◆ Exercise details ◆
The tail of the records, from the line containing "# indicate x and y for each instance of the wall-mounted" through the final line, should be printed exactly and on its own.
*** Information given ***
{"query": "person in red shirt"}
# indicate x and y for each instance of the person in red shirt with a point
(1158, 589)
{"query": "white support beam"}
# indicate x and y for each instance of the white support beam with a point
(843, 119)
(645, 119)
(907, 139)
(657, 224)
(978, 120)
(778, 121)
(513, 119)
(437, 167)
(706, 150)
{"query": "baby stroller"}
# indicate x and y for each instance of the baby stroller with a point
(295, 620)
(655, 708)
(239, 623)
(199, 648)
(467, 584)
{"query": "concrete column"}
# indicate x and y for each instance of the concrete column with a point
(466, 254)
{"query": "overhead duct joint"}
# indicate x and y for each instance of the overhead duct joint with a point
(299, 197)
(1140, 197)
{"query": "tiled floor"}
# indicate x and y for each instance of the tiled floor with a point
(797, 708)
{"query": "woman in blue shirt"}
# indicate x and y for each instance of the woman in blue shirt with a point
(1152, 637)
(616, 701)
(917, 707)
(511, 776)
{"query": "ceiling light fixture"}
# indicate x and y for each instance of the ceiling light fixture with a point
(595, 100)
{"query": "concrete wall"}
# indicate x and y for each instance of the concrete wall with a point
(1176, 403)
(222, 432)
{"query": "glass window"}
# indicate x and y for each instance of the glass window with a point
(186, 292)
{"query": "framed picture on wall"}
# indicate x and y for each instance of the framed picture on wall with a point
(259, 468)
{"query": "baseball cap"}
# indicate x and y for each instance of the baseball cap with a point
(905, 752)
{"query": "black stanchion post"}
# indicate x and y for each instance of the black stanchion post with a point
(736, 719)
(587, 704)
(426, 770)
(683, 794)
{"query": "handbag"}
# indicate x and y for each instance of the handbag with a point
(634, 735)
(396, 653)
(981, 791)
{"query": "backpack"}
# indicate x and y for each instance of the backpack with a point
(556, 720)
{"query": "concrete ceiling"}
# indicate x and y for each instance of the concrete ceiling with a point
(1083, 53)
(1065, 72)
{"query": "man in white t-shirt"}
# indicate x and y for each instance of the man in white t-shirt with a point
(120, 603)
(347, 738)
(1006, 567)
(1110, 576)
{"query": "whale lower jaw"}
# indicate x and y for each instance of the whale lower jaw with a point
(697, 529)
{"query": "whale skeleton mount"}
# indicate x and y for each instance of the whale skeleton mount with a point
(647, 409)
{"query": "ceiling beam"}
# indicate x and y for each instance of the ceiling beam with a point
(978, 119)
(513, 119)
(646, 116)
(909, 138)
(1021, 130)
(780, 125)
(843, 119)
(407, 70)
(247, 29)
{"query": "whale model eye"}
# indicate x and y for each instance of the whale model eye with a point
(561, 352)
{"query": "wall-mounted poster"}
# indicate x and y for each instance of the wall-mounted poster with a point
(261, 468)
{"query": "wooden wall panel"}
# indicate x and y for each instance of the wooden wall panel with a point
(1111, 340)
*** End of Information given ***
◆ The answer ◆
# indicate x and y for each instance of the wall-mounted poster with a point
(261, 468)
{"query": "wooden wall panel"}
# indicate x and y for each instance of the wooden wall panel with a point
(1111, 340)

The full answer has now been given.